Wild king salmon, pumpernickel, radish, caraway. “The inspiration for this dish comes from a Reuben sandwich with pumpernickel and caraway, only we use fatty salmon instead of corned beef and different radishes instead of coleslaw. For the base, brine wild king salmon in a 5 percent salt solution, then smoke it with no heat so it’s not cooked at all. Let it rest six hours to let the smoke penetrate. Brush with olive oil and cook in a 100 degree oven so it never gains any color but has an amazing texture, fatty and flakey. I prefer this method to sous-vide; I think it tastes better. At this time of year we can get six different kinds of radishes, which are glazed, shaved, and pickled. We also shave pumpernickel slices, which are first brushed with brown butter, then heated in the oven so they curl up. Tableside we pour on a salmon emulsion that’s fortified with smoked salmon, bacon, mushrooms, and caraway and finished with a bit of crème fraîche. The plate looks like a garden of radishes, herbs, and pumpernickel. It’s wild-looking.”

Lamb rack, morels, asparagus, ramps. “This simple dish is all about spring in the Midwest. Trim down the meat to the eye of the rack; lightly salt cure the fat cap, press it between two heavy sheet trays, and roast it to a perfect little chip that’s crisp and fatty. Sear the lamb eye and then cook over medium-low heat in butter with lightly crushed unpeeled garlic and thyme sprigs, basting constantly until medium-rare. The ramps, served pickled, creamed, and charred, are practically from our backyard, gathered just south of us. The pickled bulbs add acidity to balance out the fat of the meat, the creamed ramps compliment it, and the lightly charred greens bring a smoky element to the dish and add to the texture. I find that smoky charred things go well with morels, which you often find growing near a burned down orchard. We prepare the morels four ways: lightly sautéed until crisp, braised and stewed with Cognac and butter, in a morel cream, and finely chopped and mixed with bread crumbs, then scattered on the plate for texture. We get the monstrous purple asparagus from Michigan. When we peel off the millimeter of purple there’s a glorious bright green exposed that adds a punch of color to the dish. The meat is plated off-center with the garnish dancing around it and a lamb jus poured tableside.”

STATED TASK A: Gather each line of the rows below that contains the string "wall", treating uppercase and lowercase letters as different.

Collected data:
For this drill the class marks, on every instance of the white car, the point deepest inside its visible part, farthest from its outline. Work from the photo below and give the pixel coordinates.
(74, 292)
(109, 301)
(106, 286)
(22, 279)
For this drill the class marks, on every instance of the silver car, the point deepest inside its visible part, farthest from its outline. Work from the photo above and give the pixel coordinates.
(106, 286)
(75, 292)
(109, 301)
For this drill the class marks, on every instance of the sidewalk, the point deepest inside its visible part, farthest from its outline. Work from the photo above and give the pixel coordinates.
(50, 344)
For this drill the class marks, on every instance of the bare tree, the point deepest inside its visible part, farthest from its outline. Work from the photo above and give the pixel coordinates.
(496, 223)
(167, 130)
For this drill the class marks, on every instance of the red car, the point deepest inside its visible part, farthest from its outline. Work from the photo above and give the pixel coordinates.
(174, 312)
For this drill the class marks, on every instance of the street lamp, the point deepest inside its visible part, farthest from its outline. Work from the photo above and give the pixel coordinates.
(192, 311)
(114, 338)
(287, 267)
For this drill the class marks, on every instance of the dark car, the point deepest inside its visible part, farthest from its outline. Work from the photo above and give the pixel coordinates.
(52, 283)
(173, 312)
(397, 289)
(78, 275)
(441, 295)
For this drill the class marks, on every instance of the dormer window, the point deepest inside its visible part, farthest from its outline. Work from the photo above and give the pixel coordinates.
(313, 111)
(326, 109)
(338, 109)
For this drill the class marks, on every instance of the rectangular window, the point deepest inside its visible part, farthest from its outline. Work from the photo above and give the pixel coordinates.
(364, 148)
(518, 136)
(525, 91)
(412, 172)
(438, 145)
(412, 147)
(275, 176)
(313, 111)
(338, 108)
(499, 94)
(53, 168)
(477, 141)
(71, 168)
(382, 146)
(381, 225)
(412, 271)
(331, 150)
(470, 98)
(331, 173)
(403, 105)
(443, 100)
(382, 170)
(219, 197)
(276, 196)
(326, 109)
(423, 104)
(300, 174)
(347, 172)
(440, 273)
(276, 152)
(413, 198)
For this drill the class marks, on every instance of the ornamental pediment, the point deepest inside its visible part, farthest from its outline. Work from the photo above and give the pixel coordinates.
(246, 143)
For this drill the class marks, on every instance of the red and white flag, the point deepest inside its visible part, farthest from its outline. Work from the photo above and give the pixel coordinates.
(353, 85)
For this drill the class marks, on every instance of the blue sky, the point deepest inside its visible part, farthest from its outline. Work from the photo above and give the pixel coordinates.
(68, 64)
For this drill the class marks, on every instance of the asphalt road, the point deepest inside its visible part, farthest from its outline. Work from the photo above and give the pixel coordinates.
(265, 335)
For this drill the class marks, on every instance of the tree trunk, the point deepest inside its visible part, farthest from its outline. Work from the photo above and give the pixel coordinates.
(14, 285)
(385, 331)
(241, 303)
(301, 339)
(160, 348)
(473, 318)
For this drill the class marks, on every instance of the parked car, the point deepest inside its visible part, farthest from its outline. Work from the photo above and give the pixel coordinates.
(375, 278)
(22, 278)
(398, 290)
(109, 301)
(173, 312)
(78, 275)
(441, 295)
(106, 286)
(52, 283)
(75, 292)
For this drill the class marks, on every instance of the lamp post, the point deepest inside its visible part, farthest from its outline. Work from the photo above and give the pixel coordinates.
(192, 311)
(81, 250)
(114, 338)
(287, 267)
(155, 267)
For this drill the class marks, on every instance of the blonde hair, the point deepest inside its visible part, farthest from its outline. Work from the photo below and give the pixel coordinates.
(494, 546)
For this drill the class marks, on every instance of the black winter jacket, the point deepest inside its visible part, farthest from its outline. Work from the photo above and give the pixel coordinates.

* * *

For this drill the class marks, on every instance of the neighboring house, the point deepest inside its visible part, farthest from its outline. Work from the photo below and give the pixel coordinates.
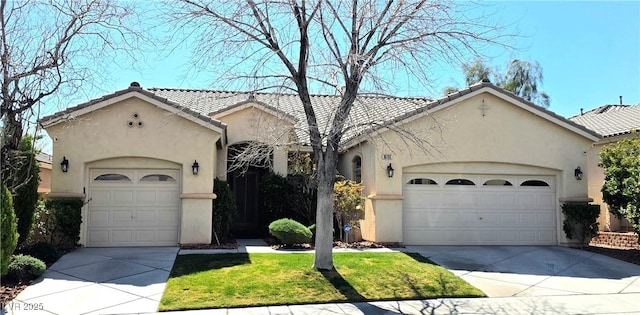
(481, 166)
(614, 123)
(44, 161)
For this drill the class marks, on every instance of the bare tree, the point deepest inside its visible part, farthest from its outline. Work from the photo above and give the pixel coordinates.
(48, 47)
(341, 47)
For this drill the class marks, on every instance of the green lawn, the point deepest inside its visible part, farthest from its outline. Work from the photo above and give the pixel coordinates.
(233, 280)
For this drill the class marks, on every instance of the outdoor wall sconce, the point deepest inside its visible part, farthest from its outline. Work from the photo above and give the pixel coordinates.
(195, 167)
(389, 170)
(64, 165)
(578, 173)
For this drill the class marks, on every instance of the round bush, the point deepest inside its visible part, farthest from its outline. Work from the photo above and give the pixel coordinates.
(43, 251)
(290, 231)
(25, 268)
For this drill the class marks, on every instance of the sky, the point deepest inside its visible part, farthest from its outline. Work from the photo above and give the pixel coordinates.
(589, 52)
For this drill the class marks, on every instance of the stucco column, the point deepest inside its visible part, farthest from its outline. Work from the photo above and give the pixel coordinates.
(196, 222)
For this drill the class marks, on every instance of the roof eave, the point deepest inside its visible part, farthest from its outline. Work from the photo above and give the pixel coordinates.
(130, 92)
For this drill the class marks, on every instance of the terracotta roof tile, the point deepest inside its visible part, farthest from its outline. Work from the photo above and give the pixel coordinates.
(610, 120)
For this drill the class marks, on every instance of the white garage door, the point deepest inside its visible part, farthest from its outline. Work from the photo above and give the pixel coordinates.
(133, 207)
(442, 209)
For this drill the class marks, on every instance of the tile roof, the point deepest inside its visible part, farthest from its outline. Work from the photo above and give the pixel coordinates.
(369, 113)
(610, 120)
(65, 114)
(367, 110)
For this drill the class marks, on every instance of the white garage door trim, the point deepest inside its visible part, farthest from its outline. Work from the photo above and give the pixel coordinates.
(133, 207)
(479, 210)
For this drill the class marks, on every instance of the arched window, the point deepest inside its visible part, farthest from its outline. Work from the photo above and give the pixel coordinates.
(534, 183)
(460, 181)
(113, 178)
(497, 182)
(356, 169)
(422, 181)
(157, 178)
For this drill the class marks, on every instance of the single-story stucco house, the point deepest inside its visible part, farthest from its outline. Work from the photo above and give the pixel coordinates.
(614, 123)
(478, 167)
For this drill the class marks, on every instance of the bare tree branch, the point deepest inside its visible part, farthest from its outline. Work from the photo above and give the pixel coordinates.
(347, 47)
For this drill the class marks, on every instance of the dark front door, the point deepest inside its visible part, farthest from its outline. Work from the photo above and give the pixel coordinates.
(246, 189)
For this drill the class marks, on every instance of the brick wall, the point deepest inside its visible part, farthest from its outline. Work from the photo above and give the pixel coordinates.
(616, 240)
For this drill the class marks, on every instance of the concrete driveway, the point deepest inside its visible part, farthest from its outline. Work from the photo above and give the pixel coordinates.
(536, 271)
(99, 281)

STATED TASK B: Extend the passage on the salmon and lamb dishes above, starting right after its final sentence.

WRITTEN REPLY A:
For this drill the class marks, on every instance of the outdoor wall sconce, the point deepest inside its visible part, farthest from its outline. Work from the photo above and give the pixel coordinates.
For this drill the class marks, on every instance of the brick wall, the point deepest inside its visible part, farthest from its outline. Work from the photo above and give the pixel coordinates.

WRITTEN REPLY B:
Pastry chef Aya Fukai
Plum, chocolate, blackberry, anise hyssop. “This dish plays with your mind the way that desserts can do more than savory dishes. Make demi spheres of chocolate mousse, glue two together with plum jelly to make a ball, and coat the ball with more jelly so it looks like an actual plum. Serve with plum coulis and top with fresh blackberries, cocoa-nib crumble, and a scattering of freshly baked and dehydrated angel food cake bits. These are more for texture than taste: some of the bits are dehydrated and crunchy, while others are left soft and spongy, so they absorb the flavors of the chocolate, the coulis, and the notes of blackberry, mint, and fennel in the accompanying anise hyssop sorbet.”

Kim Alter
Oakland, California
“We do a lot of family-style service at Haven. It gives me the option to cook a whole leg of lamb or send out a shepherd’s pie with a trivet and let everyone help themselves. When people hear “family-style,” they think Chinese or old-school Italian, but we’re trying to bring this to another level, with everything organic.”

Tomato composition: raw, cooked, pickled, candied. “This is a light composed salad with a beautiful mix of colors and techniques. The raw tomatoes are chunked and marinated in a Banyuls vinaigrette. Others are cooked down with a garlic confit and served warm to add a contrast in temperature as well as taste and texture. For the pickled tomatoes, I’ll go to the farm myself, pick some before they’re ripe, and then pickle them in Champagne vinegar with chiles, a little garlic, and coriander seeds. And for the candied tomatoes, slice into rounds, dehydrate, and then candy in a simple syrup. Scatter quartered balls of sweet fresh burrata over all and a garnish with the long-stemmed onion blossoms that grow all over the Bay Area.”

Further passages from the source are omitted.